→ PROBLEM REQUIREMENTS
Skip the pictures and repeat each line of the data exactly.

→ DATA PROVIDED
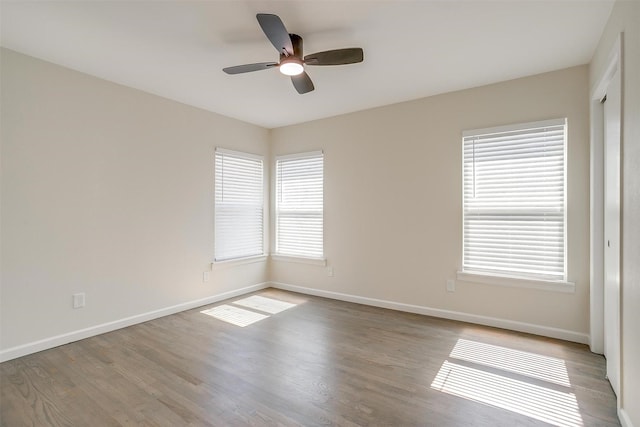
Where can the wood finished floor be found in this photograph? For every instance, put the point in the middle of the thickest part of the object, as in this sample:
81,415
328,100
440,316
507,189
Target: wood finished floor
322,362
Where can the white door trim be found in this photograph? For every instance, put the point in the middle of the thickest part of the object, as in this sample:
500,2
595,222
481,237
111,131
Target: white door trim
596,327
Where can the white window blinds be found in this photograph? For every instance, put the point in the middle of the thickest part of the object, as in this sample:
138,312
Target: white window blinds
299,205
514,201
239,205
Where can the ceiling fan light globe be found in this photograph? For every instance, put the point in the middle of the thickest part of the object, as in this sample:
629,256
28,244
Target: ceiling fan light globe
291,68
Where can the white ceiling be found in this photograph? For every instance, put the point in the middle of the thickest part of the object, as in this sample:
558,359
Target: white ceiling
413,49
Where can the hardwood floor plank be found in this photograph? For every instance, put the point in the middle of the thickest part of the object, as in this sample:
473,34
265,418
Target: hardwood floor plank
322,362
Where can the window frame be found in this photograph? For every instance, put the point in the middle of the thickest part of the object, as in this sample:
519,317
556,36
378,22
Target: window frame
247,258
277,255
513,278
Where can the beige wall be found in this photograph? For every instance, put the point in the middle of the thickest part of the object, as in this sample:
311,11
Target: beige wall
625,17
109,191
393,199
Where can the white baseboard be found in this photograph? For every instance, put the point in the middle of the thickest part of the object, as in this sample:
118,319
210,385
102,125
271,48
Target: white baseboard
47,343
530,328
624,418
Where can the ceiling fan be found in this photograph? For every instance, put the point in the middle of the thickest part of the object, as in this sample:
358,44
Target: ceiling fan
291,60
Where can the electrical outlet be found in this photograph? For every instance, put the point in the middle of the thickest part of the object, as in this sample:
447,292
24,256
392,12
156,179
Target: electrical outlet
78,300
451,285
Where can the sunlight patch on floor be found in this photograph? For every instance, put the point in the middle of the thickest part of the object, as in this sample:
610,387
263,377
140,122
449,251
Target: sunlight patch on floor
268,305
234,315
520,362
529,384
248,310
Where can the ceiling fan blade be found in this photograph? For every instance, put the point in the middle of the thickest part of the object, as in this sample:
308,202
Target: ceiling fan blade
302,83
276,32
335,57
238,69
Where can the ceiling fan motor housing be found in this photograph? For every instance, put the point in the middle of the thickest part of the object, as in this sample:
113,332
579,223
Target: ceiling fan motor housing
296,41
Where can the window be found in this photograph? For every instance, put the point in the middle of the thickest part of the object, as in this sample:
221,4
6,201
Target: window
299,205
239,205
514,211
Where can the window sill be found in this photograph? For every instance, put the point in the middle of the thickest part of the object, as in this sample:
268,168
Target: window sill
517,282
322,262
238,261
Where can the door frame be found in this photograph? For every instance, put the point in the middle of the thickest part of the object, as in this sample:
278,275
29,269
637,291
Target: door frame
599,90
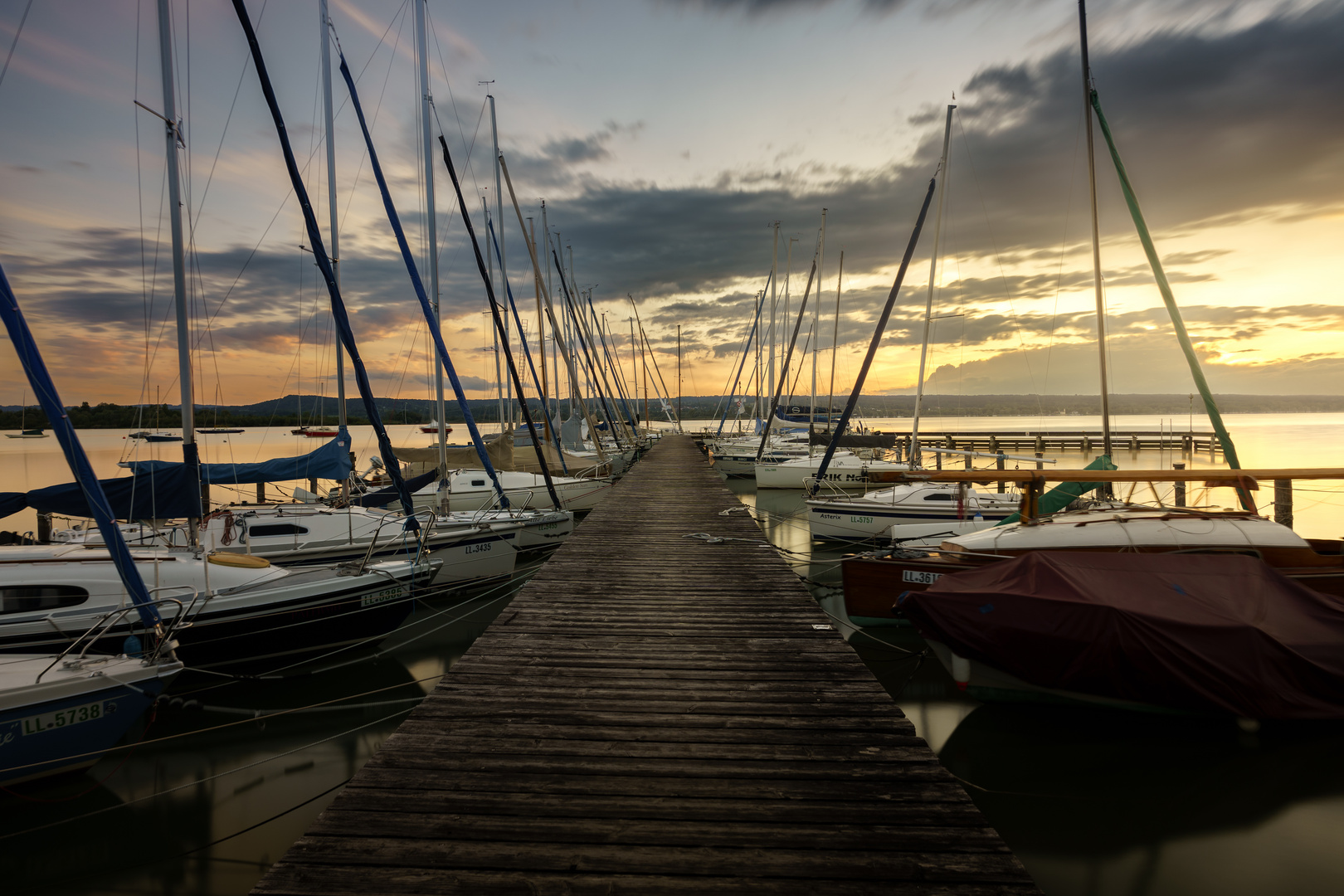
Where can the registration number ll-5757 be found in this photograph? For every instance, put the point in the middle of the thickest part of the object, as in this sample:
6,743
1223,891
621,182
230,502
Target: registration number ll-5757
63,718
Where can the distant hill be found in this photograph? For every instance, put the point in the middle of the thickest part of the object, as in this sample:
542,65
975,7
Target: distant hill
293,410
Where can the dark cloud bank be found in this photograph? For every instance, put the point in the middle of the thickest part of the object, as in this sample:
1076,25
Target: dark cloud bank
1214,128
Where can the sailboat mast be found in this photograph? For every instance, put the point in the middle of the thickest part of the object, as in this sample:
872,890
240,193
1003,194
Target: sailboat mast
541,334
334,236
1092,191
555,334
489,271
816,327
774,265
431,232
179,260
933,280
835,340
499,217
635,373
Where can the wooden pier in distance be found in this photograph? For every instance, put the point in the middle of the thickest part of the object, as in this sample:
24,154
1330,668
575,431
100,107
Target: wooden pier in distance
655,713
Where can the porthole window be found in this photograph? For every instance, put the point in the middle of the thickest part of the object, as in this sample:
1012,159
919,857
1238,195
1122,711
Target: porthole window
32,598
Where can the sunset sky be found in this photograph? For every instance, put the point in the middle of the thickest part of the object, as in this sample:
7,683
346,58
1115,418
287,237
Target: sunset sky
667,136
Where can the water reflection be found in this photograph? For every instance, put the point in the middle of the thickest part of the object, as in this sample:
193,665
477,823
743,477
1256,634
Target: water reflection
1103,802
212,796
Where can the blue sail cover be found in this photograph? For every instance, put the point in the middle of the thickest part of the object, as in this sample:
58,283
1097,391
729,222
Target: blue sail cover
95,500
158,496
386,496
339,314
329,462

→ RESPONSE TO THE EXERCISE
Where can the wood finished floor be found in this photograph? For every instance, put the point in the middle of the thickest part of the object, as in this sample:
81,415
328,100
440,316
507,189
Target: wood finished floor
322,362
Where can the white door trim be found in this photograph? For every instance, put the point in the middle of the thickest part of the object, as in this sample:
500,2
595,222
481,237
111,131
Target: white door trim
596,327
Where can the white window blinds be found in this photograph? For every instance, put the point in the middle of the thickest part of the object, as in this sample:
138,312
Target: white window blinds
299,205
514,201
239,205
Where can the ceiling fan light globe be found in this photograph? For every instance, put the point in the middle of the thickest part of the object, as in this sample:
629,256
28,244
Target: ceiling fan light globe
291,68
Where can the white ceiling be found in this photograph? For every instance, put the point in the middle of the thickest part of the object, as in this sample:
558,359
Target: white ceiling
413,49
Where can the hardwood floor plank be found in this photograph? For every instance, put the point in the middle of the thickest part of the object, as in this sample:
473,34
265,418
Target: hardwood floor plank
322,362
Where can the window frame be found in this photograph? For every instance, put the point in the middle of the thickest part of the object, as in this sample:
519,317
556,36
378,22
Target: window frame
247,258
277,255
513,278
Where can the beige wall be found in this photograph? For every instance, put the point in the middle of the thickest part of the object, as in this sample:
311,11
Target: beige wall
625,17
109,191
393,199
Where can the white baseboard be found in this photograph? For every instance, put the point in the middle of the thickest part of the object, as in this sample:
118,319
210,385
102,125
271,48
Target: white baseboard
47,343
530,328
624,418
Where can the ceiling fan be found in this photograph? For every instance, put the point in the middle of the thickest part of the object, as in this sample:
358,44
Target: ceiling fan
291,60
Where can the electrical outlet be found in this photograph? For every instance, put the point in the middle of the thickest part of the object, as in this sample:
447,292
24,256
392,12
156,179
Target: electrical outlet
78,300
451,285
Where can the sunlight patch on floor be found in this photograph? For every instance, put the point in the middle of the thickest part of the object, as in this sample:
610,387
263,377
140,122
449,251
Target: sunlight patch on floor
268,305
234,315
520,362
529,384
248,310
Where can the ceiling fan blade be found in this photograph? For every instance, put the point in the middle of the thickest part of the object, as in this sample:
308,202
Target: ceiling fan blade
302,83
276,32
335,57
238,69
Where can the ceiling fan motor housing be found in this photograph? For every instance, put the point in the middle of the thickest part of the object, as in this sample:
113,332
579,223
Target: ceiling fan motor housing
296,41
Where can the window be found in this photograph? For every instance, put the point in the middle of the thickest part of the object, as in this sample:
221,4
6,201
Target: window
299,205
239,205
514,211
Where can the window sill be found in this photograph? For every instance, put the point in the middle of the thickest part of the object, as in this sample:
268,168
Target: window sill
517,282
322,262
238,261
Where can the door frame be found in this photograph? For every instance, put the point in the middle of the thickest part of the object, as in this sample:
278,275
29,269
637,291
Target: door frame
599,90
Where can the registration number ll-5757 be found in this photograph? For every instance, put the point in the middle of the thickest part of the object, as in this sample:
6,743
1223,891
621,182
230,502
Target: registration number ll-5757
63,718
Where can the distant hill be found in this photograph? For every instance, put the point in the middle of the thickest part of the object, as in this sample:
542,65
975,7
Target: distant hill
293,410
Where can the dark cloud bank be found in this photograph? For every instance, put the point in the middle of the thickest part of the object, as in this sample:
1076,25
Target: dark cloud bank
1214,128
Where can the sailboat mast be found in this photograph? For every instance, put the point in the middle of the thickest part of the object, as in this sample:
872,890
240,193
1003,194
Target: sailboat mast
541,334
334,236
1092,191
555,334
489,271
816,327
774,265
431,232
179,260
933,280
835,340
499,217
635,373
Where can the wooden pier in distance be found in this photograph? For every instance, put the point in the middle of the thickest part of the object, as in this sample:
24,154
1330,668
575,431
100,107
Target: wooden pier in distance
655,713
Where can the porthole window be found in this photograph? For every instance, put the point in the middle of the thickest part of the object, as in this sample:
1012,159
919,857
1238,195
1122,711
Target: porthole window
32,598
Where can the sunset sky be found in this photograph? For every instance, put the point in the middle of the thickest part of the object, as in this sample:
7,683
346,58
1115,418
287,237
Target: sunset sky
667,136
Where can the water reflection be found in this photograph? For every instance, put the point in the middle of the thickest part of the object, as in this sample:
193,665
477,823
743,477
1256,634
Target: water reflection
1103,802
212,796
Where can the blue sail cover be found in this photograph? For every instance, put the point in the middle of the thickest part of the object, as in this sample:
58,283
1097,391
729,222
Target: blue sail cover
95,500
158,496
386,496
339,314
329,462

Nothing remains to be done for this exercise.